**Provided entries:**
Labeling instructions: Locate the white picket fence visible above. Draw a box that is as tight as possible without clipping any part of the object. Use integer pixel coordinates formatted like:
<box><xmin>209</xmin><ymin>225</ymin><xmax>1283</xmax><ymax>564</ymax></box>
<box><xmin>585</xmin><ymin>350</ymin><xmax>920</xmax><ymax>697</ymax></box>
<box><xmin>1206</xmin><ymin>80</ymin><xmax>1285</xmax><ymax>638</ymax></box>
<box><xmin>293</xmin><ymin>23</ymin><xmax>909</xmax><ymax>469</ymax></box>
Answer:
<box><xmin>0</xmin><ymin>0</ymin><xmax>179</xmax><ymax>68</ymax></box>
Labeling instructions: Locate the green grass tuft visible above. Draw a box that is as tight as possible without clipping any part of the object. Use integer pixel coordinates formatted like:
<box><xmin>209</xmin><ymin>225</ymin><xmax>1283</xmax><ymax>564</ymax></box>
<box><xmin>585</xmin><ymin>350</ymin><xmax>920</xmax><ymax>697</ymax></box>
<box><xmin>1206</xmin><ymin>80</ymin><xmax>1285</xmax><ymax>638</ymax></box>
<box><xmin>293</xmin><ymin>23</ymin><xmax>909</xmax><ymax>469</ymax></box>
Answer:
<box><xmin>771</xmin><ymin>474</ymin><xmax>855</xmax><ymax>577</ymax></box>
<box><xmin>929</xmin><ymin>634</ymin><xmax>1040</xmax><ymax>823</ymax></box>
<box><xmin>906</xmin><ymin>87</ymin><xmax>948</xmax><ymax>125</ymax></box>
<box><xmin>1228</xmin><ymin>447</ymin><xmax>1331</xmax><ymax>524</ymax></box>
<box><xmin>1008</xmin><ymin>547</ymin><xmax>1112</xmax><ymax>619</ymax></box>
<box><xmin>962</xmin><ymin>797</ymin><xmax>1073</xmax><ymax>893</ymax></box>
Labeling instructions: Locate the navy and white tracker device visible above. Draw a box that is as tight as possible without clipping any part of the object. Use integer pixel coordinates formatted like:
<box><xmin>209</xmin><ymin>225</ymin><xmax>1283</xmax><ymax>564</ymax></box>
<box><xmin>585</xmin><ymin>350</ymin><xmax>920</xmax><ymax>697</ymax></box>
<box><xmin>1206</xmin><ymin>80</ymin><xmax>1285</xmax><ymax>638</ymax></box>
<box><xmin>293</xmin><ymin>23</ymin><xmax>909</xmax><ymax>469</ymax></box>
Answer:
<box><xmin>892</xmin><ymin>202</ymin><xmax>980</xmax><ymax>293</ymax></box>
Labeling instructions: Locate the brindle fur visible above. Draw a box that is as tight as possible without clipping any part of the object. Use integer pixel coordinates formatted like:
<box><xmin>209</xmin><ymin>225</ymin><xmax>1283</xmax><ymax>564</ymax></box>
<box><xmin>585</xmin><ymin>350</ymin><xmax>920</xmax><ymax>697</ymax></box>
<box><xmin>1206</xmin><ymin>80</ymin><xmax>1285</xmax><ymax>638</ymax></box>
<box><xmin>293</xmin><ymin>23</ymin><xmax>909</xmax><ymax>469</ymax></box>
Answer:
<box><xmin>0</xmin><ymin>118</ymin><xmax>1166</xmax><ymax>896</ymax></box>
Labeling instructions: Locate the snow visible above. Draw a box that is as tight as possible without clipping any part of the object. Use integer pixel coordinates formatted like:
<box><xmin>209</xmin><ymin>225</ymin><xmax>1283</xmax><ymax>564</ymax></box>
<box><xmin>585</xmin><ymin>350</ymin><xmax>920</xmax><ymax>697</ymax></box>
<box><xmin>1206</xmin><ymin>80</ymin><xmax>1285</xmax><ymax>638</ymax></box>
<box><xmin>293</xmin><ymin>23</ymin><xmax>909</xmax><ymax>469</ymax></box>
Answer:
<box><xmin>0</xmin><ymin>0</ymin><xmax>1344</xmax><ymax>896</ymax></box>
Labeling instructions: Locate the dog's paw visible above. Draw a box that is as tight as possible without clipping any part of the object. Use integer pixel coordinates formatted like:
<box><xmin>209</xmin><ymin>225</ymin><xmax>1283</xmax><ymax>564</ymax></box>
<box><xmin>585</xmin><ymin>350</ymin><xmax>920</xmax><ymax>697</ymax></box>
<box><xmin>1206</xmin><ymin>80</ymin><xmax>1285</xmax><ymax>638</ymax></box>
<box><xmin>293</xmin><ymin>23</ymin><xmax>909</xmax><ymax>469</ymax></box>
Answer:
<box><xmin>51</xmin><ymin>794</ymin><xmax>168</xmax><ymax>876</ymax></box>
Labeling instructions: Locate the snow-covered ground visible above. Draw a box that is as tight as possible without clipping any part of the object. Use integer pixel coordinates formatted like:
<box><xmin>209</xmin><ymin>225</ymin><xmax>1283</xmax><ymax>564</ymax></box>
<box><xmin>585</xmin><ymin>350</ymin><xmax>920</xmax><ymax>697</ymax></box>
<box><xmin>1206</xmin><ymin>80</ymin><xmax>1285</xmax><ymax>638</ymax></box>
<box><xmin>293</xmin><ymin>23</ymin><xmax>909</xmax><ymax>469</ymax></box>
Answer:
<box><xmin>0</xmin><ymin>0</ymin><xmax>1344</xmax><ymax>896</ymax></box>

**Instructions to follow:** Starting at the line that contains "Labeling instructions: Locate the snow-covered" and ending at the last of the rows, reproduce only those lines with "snow-covered ground" replaced by "icy ground" and nothing else changed.

**Task result:**
Labeling instructions: Locate the icy ground visible above. Draw a box that is as tight as possible without clipping any part of the object. Use integer pixel coordinates formatted like:
<box><xmin>209</xmin><ymin>225</ymin><xmax>1283</xmax><ymax>564</ymax></box>
<box><xmin>585</xmin><ymin>350</ymin><xmax>920</xmax><ymax>697</ymax></box>
<box><xmin>1206</xmin><ymin>80</ymin><xmax>1285</xmax><ymax>638</ymax></box>
<box><xmin>293</xmin><ymin>23</ymin><xmax>909</xmax><ymax>469</ymax></box>
Answer:
<box><xmin>0</xmin><ymin>0</ymin><xmax>1344</xmax><ymax>896</ymax></box>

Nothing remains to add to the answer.